Consigne
Recopiez le texte sur les exportations coréennes depuis « En termes de » jusqu'à « total des exportations coréennes. » inclus, en substituant « Singapour » à « Taïwan ».

Texte source
* * *

Après une année 2023 marquée par la baisse de 7,4% des exportations coréennes, ces dernières ont affiché une reprise continue sur les huit premiers mois de l’année 2024 (+9,1% par rapport à la même période de 2023), renforçant son rôle de moteur de la croissance nationale. En août 2024, les exportations coréennes ont augmenté pour le onzième mois consécutif en glissement annuel pour atteindre 57,9 Md$ selon le ministère sud-coréen du commerce, de l'industrie et de l'énergie.
La reprise des exportations coréennes est principalement alimentée par la reprise de la vente d’appareils électriques, en particulier de semi-conducteurs (+41,7% entre janvier et août 2024 par rapport à l’an dernier), nécessaires à la fabrication de puces mémoire, par exemple utilisées dans le développement de l’intelligence artificielle générative. Les ventes dans la construction navale (+26,4% par rapport à l’an dernier) participent également à la hausse des exportations. La Banque de Corée considère que les exportations devraient continuer dans les prochains mois à alimenter la croissance coréenne, malgré l’existence d’un risque de ralentissement de la croissance américaine qui pourrait perturber le cycle des semi-conducteurs.
En termes de volume, les principales destinations à l’export demeurent la Chine (86 Md$, en augmentation de 6,9% sur les huit premiers mois de 2024 par rapport à l’année précédente) et les Etats-Unis (84 Md$, en augmentation de 15,5% sur la même période). On note également une dynamique ascendante concernant Hong Kong et Taïwan, dont les exportations ont respectivement augmenté de 68,6% et 53,4% sur les huit premiers mois de 2024, et dont la somme cumulée représente environ 10% du montant total des exportations coréennes.
Des défis à moyen et long-terme pour le modèle de croissance coréen
L’économie coréenne connait un certain nombre de défis qui risquent de peser sur sa croissance à moyen et long terme :
- La dépendance de la croissance coréenne aux exportations. Les exportations constituent un moteur traditionnel de la croissance et du développement économique de la Corée, le volume total des exportations en 2023 représentant 44% du PIB national (moyenne OCDE à 29%). La dynamique de ces dernières est aujourd’hui fortement exposée à la conjoncture économique mondiale, notamment marquée par un retour du protectionnisme et des barrières tarifaires, une dépendance qui subsiste à l’égard de la Chine (représentant près de 20% des exportations coréennes en 2023) et des fluctuations du cycle d’investissement dans les semi-conducteurs –15% de ses exportations en 2023 - dont l’inversion en 2019 avait entrainé une très forte contraction des prix, et donc de la valeur des exportations coréennes. Pour limiter cette dépendance, le gouvernement cherche à accompagner son industrie sur de nouveaux marchés à l’export, notamment au-delà de la Chine, et du point de vue des filières, à accompagner les autres industries exportatrices traditionnelles tout en développant de nouveaux leviers de croissance.

* * *

Lignes de données

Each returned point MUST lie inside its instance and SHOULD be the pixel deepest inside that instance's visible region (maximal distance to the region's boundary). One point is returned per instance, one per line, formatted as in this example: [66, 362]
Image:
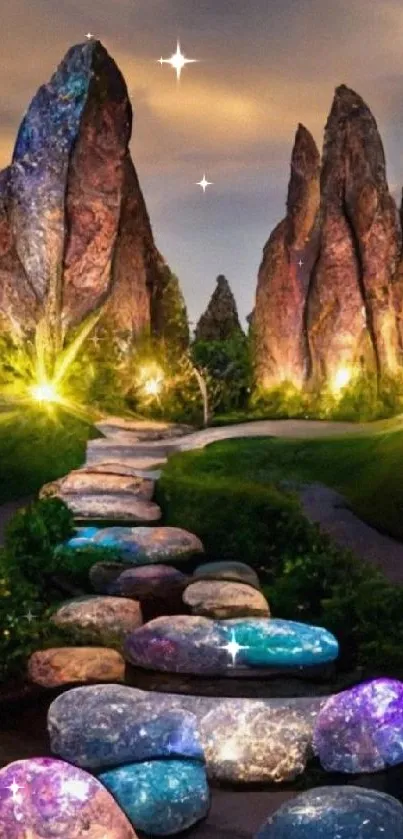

* * *

Résultat
En termes de volume, les principales destinations à l’export demeurent la Chine (86 Md$, en augmentation de 6,9% sur les huit premiers mois de 2024 par rapport à l’année précédente) et les Etats-Unis (84 Md$, en augmentation de 15,5% sur la même période). On note également une dynamique ascendante concernant Hong Kong et Singapour, dont les exportations ont respectivement augmenté de 68,6% et 53,4% sur les huit premiers mois de 2024, et dont la somme cumulée représente environ 10% du montant total des exportations coréennes.